◆ WRITTEN EXERCISE
Render the lines below as a JSON array of strings, one string per line, skipping any blank lines.
+++ SOURCE RECORDS +++
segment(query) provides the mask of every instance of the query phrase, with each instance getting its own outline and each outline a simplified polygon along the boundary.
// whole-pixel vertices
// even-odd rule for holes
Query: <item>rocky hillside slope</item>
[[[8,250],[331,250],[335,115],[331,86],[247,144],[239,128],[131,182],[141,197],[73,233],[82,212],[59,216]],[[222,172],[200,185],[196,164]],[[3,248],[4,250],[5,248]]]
+++
◆ ANSWER FOR THIS EXERCISE
[
  "segment(query) provides the mask of every instance of the query phrase, with each instance getting its own outline and each outline a simplified polygon along the boundary.",
  "// whole-pixel vertices",
  "// even-odd rule for holes",
  "Query: <item>rocky hillside slope</item>",
  "[[[8,250],[331,250],[335,115],[331,86],[247,144],[239,128],[131,182],[141,197],[73,233],[82,212],[59,216]],[[222,172],[200,185],[196,164]],[[3,248],[4,250],[5,248]]]"
]